▸ WORK TASK
Of all the lines in the entries below, give again exactly those starting at the line containing "Target: night sky" and ending at the line containing "steel truss beam.", both ends included, and no others.

▸ INPUT DATA
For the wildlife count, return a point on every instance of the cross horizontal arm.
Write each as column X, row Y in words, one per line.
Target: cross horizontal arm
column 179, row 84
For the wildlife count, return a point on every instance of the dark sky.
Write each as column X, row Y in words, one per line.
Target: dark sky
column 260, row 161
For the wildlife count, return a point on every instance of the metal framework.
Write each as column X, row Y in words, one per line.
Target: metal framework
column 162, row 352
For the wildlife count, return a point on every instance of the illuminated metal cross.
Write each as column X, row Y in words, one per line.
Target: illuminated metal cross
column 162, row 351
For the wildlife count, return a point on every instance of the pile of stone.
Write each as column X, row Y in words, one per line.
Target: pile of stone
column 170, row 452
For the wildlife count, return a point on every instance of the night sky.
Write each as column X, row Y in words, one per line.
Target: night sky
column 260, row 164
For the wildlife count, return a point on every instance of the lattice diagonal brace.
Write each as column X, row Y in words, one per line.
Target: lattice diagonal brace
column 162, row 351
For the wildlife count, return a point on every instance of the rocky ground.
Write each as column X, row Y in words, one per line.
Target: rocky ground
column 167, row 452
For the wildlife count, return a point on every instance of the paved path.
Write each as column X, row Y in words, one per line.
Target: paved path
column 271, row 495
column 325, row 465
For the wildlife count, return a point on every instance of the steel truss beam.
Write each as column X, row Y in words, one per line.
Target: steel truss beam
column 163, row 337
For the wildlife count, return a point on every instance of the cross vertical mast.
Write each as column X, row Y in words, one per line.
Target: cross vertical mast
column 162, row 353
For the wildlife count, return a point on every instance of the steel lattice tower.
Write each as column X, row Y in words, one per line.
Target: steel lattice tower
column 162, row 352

...

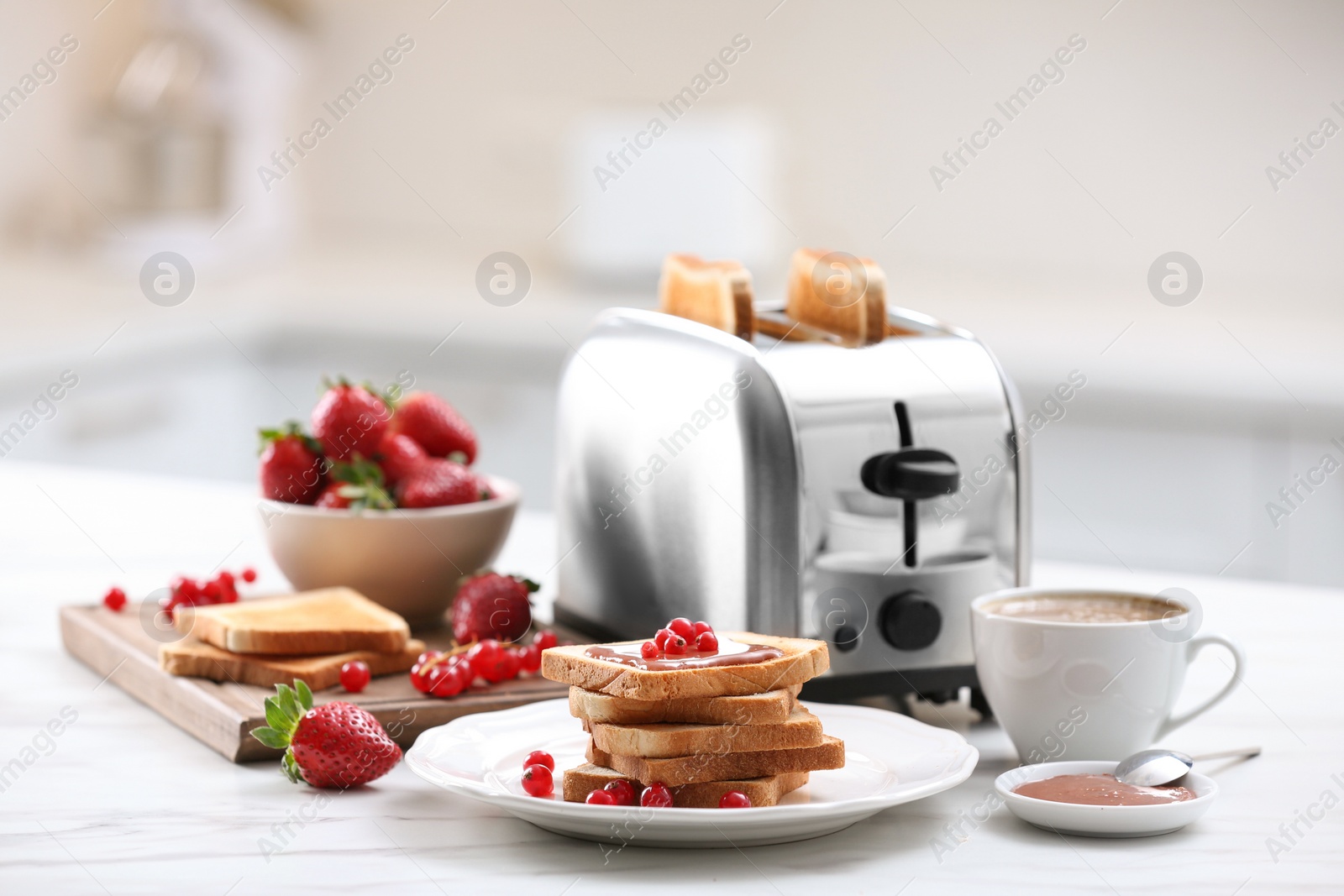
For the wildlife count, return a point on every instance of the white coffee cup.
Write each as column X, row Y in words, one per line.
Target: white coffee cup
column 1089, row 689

▸ ANSWER SECTION
Target: night sky
column 260, row 164
For the wildlife count, return a point on every instance of the lattice diagonal brace.
Write each as column X, row Y in words, one per line.
Target: lattice diagonal brace
column 162, row 351
For the wildlife count, return a point on every instance of the rocky ground.
Write each as column X, row Y in words, one per line.
Target: rocky ground
column 167, row 452
For the wildlife count, return a point on every instance of the paved path.
Write each as column X, row Y in words, one per line.
Target: paved path
column 271, row 495
column 325, row 465
For the wildlife count, return a point on every instance of the steel truss beam.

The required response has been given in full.